Goal of the exercise
Rewrite every line of the records below as a JSON list of strings, one string per line, omitting blank lines.

Exercise inputs
==*==

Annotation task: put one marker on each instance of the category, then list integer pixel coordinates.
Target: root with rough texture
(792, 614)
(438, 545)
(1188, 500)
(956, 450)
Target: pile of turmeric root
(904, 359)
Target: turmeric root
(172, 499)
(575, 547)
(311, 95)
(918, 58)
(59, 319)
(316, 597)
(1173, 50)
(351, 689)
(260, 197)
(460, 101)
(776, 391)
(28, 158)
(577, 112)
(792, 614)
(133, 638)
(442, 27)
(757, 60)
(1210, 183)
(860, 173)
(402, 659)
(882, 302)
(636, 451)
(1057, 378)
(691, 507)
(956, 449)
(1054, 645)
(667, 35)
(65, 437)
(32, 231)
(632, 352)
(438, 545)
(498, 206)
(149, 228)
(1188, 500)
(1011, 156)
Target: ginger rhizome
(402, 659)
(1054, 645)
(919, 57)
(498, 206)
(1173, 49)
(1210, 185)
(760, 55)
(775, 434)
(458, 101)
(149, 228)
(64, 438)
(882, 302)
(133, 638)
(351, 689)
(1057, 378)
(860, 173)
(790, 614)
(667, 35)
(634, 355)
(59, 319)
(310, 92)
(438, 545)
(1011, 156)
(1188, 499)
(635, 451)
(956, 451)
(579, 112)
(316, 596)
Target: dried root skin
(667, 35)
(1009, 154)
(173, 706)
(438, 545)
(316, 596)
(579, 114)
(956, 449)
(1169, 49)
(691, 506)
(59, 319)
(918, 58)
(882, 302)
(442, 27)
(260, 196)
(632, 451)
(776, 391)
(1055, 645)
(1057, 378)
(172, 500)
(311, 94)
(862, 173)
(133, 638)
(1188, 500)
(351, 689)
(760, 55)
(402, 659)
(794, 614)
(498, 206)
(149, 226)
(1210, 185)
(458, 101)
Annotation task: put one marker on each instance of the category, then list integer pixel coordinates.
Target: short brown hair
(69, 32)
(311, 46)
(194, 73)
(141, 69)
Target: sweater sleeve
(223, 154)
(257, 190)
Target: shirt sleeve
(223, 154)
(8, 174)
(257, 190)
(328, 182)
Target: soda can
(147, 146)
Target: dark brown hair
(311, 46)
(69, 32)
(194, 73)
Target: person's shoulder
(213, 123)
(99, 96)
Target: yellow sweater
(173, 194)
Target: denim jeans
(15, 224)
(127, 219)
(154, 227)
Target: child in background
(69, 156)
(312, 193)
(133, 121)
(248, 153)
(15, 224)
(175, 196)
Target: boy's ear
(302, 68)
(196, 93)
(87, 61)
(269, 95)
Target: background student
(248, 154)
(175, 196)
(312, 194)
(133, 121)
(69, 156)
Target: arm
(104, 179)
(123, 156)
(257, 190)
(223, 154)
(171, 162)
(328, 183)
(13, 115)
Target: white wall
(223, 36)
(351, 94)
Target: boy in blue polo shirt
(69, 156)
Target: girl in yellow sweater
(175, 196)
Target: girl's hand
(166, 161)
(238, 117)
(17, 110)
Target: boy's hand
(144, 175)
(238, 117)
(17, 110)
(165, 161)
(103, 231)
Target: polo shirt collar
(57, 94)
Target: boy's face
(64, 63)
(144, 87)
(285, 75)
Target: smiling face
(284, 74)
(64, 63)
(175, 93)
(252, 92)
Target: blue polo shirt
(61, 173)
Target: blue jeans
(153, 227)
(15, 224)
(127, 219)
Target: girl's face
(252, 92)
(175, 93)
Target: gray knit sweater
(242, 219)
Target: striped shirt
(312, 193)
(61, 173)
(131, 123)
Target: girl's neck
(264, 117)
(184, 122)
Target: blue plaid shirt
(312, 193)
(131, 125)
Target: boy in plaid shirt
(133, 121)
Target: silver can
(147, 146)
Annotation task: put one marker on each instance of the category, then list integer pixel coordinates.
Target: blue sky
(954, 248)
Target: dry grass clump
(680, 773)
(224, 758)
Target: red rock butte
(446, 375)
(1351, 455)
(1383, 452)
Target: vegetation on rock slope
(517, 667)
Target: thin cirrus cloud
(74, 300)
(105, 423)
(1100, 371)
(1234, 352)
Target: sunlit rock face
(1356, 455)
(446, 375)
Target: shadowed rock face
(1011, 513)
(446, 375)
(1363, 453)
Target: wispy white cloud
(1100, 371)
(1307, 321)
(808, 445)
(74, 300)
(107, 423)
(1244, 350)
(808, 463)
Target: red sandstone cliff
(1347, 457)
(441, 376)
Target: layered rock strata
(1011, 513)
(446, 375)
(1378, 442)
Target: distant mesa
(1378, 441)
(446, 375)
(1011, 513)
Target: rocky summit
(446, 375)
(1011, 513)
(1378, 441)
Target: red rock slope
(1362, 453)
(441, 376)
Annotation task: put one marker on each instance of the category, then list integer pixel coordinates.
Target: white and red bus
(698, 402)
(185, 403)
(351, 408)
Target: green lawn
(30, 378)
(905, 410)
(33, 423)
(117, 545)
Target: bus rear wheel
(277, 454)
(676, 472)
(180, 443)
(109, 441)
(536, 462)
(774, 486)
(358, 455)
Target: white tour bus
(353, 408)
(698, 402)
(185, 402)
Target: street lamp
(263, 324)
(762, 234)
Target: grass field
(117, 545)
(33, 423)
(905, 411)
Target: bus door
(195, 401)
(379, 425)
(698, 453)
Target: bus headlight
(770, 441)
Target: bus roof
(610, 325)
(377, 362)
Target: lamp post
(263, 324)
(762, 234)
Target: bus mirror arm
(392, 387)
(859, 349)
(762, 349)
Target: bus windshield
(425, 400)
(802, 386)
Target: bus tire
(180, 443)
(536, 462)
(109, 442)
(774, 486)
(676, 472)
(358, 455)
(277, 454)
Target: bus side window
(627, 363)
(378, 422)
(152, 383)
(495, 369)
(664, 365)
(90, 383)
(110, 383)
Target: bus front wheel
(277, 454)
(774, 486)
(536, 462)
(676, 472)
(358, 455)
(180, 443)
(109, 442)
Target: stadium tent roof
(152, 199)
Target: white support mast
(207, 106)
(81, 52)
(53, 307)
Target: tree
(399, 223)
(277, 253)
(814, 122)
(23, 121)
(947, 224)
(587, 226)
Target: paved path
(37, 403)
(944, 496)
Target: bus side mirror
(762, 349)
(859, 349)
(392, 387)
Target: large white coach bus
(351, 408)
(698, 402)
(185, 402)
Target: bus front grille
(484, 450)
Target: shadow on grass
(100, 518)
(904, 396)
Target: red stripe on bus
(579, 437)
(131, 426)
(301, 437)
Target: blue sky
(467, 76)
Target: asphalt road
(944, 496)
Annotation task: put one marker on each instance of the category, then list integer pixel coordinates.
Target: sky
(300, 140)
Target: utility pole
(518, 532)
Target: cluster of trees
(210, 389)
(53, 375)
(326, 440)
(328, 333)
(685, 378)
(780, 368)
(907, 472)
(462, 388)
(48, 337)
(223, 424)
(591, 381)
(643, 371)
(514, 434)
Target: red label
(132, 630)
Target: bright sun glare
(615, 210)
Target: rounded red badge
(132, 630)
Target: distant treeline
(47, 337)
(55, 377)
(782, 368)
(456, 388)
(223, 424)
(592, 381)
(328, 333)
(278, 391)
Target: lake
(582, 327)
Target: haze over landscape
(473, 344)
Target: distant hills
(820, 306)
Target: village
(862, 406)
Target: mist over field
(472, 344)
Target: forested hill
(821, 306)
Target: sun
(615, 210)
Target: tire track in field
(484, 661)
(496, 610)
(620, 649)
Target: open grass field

==*==

Task solution
[
  "Annotation task: put one marker on each instance of the category, then list integer pixel coordinates.",
  "Target: root with rough texture",
  "(792, 614)",
  "(438, 545)",
  "(1188, 500)",
  "(956, 450)",
  "Target: pile of turmeric root",
  "(904, 359)",
  "Target: turmeric root",
  "(172, 499)",
  "(575, 547)",
  "(311, 95)",
  "(918, 58)",
  "(59, 319)",
  "(316, 597)",
  "(1173, 50)",
  "(351, 689)",
  "(260, 197)",
  "(460, 101)",
  "(776, 391)",
  "(28, 158)",
  "(577, 112)",
  "(792, 614)",
  "(133, 638)",
  "(442, 27)",
  "(757, 60)",
  "(1210, 183)",
  "(860, 173)",
  "(402, 659)",
  "(882, 302)",
  "(636, 451)",
  "(1057, 378)",
  "(691, 507)",
  "(956, 449)",
  "(1054, 645)",
  "(667, 35)",
  "(65, 437)",
  "(32, 231)",
  "(632, 352)",
  "(438, 545)",
  "(498, 206)",
  "(149, 228)",
  "(1188, 500)",
  "(1011, 156)",
  "Target: ginger rhizome",
  "(402, 659)",
  "(1054, 645)",
  "(919, 57)",
  "(498, 206)",
  "(1173, 49)",
  "(1210, 185)",
  "(760, 55)",
  "(775, 434)",
  "(458, 101)",
  "(149, 228)",
  "(64, 438)",
  "(882, 302)",
  "(133, 638)",
  "(351, 689)",
  "(1057, 378)",
  "(860, 173)",
  "(790, 614)",
  "(667, 35)",
  "(634, 355)",
  "(59, 319)",
  "(310, 92)",
  "(438, 545)",
  "(1011, 156)",
  "(1188, 499)",
  "(635, 451)",
  "(956, 451)",
  "(579, 112)",
  "(316, 596)",
  "Target: dried root skin",
  "(667, 35)",
  "(1009, 154)",
  "(173, 706)",
  "(438, 545)",
  "(316, 596)",
  "(579, 114)",
  "(956, 449)",
  "(1169, 49)",
  "(691, 506)",
  "(59, 319)",
  "(918, 58)",
  "(882, 302)",
  "(442, 27)",
  "(260, 196)",
  "(632, 451)",
  "(776, 391)",
  "(1055, 645)",
  "(1057, 378)",
  "(172, 500)",
  "(311, 94)",
  "(862, 173)",
  "(133, 638)",
  "(1188, 500)",
  "(351, 689)",
  "(760, 55)",
  "(402, 659)",
  "(794, 614)",
  "(498, 206)",
  "(149, 226)",
  "(1210, 185)",
  "(458, 101)",
  "Annotation task: put one marker on each instance of the category, then list integer pixel coordinates.",
  "Target: short brown hair",
  "(69, 32)",
  "(311, 46)",
  "(194, 73)",
  "(141, 69)",
  "Target: sweater sleeve",
  "(223, 154)",
  "(257, 190)",
  "Target: shirt sleeve",
  "(223, 154)",
  "(8, 174)",
  "(257, 190)",
  "(328, 182)",
  "Target: soda can",
  "(147, 146)",
  "Target: dark brown hair",
  "(311, 46)",
  "(69, 32)",
  "(194, 73)",
  "Target: person's shoulder",
  "(213, 123)",
  "(99, 96)",
  "Target: yellow sweater",
  "(173, 194)",
  "Target: denim jeans",
  "(15, 224)",
  "(127, 219)",
  "(154, 227)",
  "Target: child in background",
  "(69, 156)",
  "(312, 193)",
  "(133, 121)",
  "(248, 153)",
  "(15, 224)",
  "(175, 196)",
  "Target: boy's ear",
  "(302, 68)",
  "(196, 93)",
  "(87, 61)",
  "(269, 95)",
  "Target: background student",
  "(248, 154)",
  "(175, 196)",
  "(312, 194)",
  "(133, 121)",
  "(69, 156)",
  "Target: arm",
  "(104, 179)",
  "(123, 156)",
  "(257, 190)",
  "(223, 154)",
  "(171, 162)",
  "(328, 183)",
  "(13, 115)",
  "Target: white wall",
  "(223, 36)",
  "(351, 94)",
  "Target: boy in blue polo shirt",
  "(69, 156)",
  "Target: girl in yellow sweater",
  "(175, 196)",
  "Target: girl's hand",
  "(166, 161)",
  "(238, 117)",
  "(17, 110)",
  "Target: boy's hand",
  "(144, 175)",
  "(238, 117)",
  "(17, 110)",
  "(165, 161)",
  "(103, 231)",
  "Target: polo shirt collar",
  "(57, 94)",
  "Target: boy's face",
  "(64, 63)",
  "(144, 87)",
  "(285, 75)",
  "Target: smiling face",
  "(284, 74)",
  "(64, 63)",
  "(175, 93)",
  "(252, 92)",
  "Target: blue polo shirt",
  "(61, 173)",
  "Target: blue jeans",
  "(153, 227)",
  "(15, 224)",
  "(127, 219)",
  "Target: girl's face",
  "(252, 92)",
  "(175, 93)",
  "Target: gray knit sweater",
  "(242, 219)",
  "Target: striped shirt",
  "(312, 193)",
  "(61, 173)",
  "(131, 123)",
  "Target: girl's neck",
  "(264, 117)",
  "(184, 122)",
  "Target: blue plaid shirt",
  "(312, 193)",
  "(131, 125)",
  "Target: boy in plaid shirt",
  "(133, 121)",
  "Target: silver can",
  "(147, 146)",
  "Annotation task: put one marker on each instance of the category, then list integer pixel coordinates.",
  "Target: blue sky",
  "(954, 248)",
  "Target: dry grass clump",
  "(680, 773)",
  "(224, 758)",
  "Target: red rock butte",
  "(446, 375)",
  "(1351, 455)",
  "(1383, 452)",
  "Target: vegetation on rock slope",
  "(517, 667)",
  "Target: thin cirrus cloud",
  "(74, 300)",
  "(105, 423)",
  "(1100, 371)",
  "(1234, 352)",
  "Target: sunlit rock face",
  "(1356, 455)",
  "(446, 375)",
  "Target: shadowed rock face",
  "(1011, 513)",
  "(446, 375)",
  "(1363, 453)",
  "Target: wispy white cloud",
  "(1100, 371)",
  "(1307, 321)",
  "(808, 445)",
  "(74, 300)",
  "(107, 423)",
  "(1244, 350)",
  "(808, 463)",
  "Target: red sandstone cliff",
  "(1347, 457)",
  "(441, 376)",
  "Target: layered rock strata",
  "(1011, 513)",
  "(446, 375)",
  "(1378, 442)",
  "Target: distant mesa",
  "(1378, 441)",
  "(446, 375)",
  "(1011, 513)",
  "Target: rocky summit",
  "(446, 375)",
  "(1011, 513)",
  "(1378, 441)",
  "Target: red rock slope",
  "(1362, 453)",
  "(441, 376)",
  "Annotation task: put one marker on each instance of the category, then list integer pixel coordinates.",
  "Target: white and red bus",
  "(698, 402)",
  "(185, 403)",
  "(351, 408)",
  "Target: green lawn",
  "(30, 378)",
  "(905, 410)",
  "(33, 423)",
  "(117, 545)",
  "Target: bus rear wheel",
  "(277, 454)",
  "(676, 472)",
  "(180, 443)",
  "(109, 441)",
  "(536, 462)",
  "(774, 486)",
  "(358, 455)",
  "Target: white tour bus",
  "(353, 408)",
  "(698, 402)",
  "(185, 402)",
  "Target: street lamp",
  "(263, 324)",
  "(762, 234)",
  "Target: grass field",
  "(117, 545)",
  "(33, 423)",
  "(905, 411)",
  "Target: bus door",
  "(195, 401)",
  "(379, 425)",
  "(698, 453)",
  "Target: bus headlight",
  "(770, 441)",
  "Target: bus roof",
  "(610, 325)",
  "(377, 362)",
  "Target: lamp post",
  "(263, 324)",
  "(762, 234)",
  "Target: bus mirror arm",
  "(392, 387)",
  "(859, 349)",
  "(762, 349)",
  "Target: bus windshield",
  "(425, 400)",
  "(802, 386)",
  "Target: bus tire",
  "(180, 443)",
  "(536, 462)",
  "(109, 442)",
  "(774, 486)",
  "(676, 472)",
  "(358, 455)",
  "(277, 454)",
  "Target: bus side window",
  "(627, 363)",
  "(378, 422)",
  "(152, 383)",
  "(495, 369)",
  "(664, 365)",
  "(90, 383)",
  "(110, 383)",
  "Target: bus front wheel",
  "(277, 454)",
  "(774, 486)",
  "(536, 462)",
  "(676, 472)",
  "(358, 455)",
  "(180, 443)",
  "(109, 442)",
  "Target: stadium tent roof",
  "(152, 199)",
  "Target: white support mast",
  "(207, 106)",
  "(81, 52)",
  "(53, 307)",
  "Target: tree",
  "(399, 223)",
  "(277, 253)",
  "(814, 122)",
  "(23, 121)",
  "(947, 224)",
  "(587, 226)",
  "Target: paved path",
  "(37, 403)",
  "(944, 496)",
  "Target: bus side mirror",
  "(762, 349)",
  "(859, 349)",
  "(392, 387)",
  "Target: large white coach bus",
  "(351, 408)",
  "(698, 402)",
  "(185, 402)",
  "Target: bus front grille",
  "(484, 450)",
  "Target: shadow on grass",
  "(100, 518)",
  "(904, 396)",
  "Target: red stripe on bus",
  "(579, 437)",
  "(131, 426)",
  "(301, 437)",
  "Target: blue sky",
  "(467, 76)",
  "Target: asphalt road",
  "(944, 496)",
  "Annotation task: put one marker on each instance of the category, then list integer pixel coordinates.",
  "Target: sky",
  "(300, 140)",
  "Target: utility pole",
  "(518, 532)",
  "Target: cluster of trees",
  "(210, 389)",
  "(53, 375)",
  "(326, 440)",
  "(328, 333)",
  "(685, 378)",
  "(780, 368)",
  "(907, 472)",
  "(462, 388)",
  "(48, 337)",
  "(223, 424)",
  "(591, 381)",
  "(643, 371)",
  "(514, 434)",
  "Target: red label",
  "(132, 630)",
  "Target: bright sun glare",
  "(615, 210)",
  "Target: rounded red badge",
  "(132, 630)",
  "Target: distant treeline",
  "(47, 337)",
  "(55, 377)",
  "(782, 368)",
  "(456, 388)",
  "(223, 424)",
  "(592, 381)",
  "(328, 333)",
  "(278, 391)",
  "Target: lake",
  "(582, 327)",
  "Target: haze over landscape",
  "(473, 344)",
  "Target: distant hills",
  "(820, 306)",
  "Target: village",
  "(862, 406)",
  "Target: mist over field",
  "(472, 344)",
  "Target: forested hill",
  "(821, 306)",
  "Target: sun",
  "(615, 210)",
  "Target: tire track in field",
  "(484, 661)",
  "(496, 610)",
  "(620, 649)",
  "Target: open grass field"
]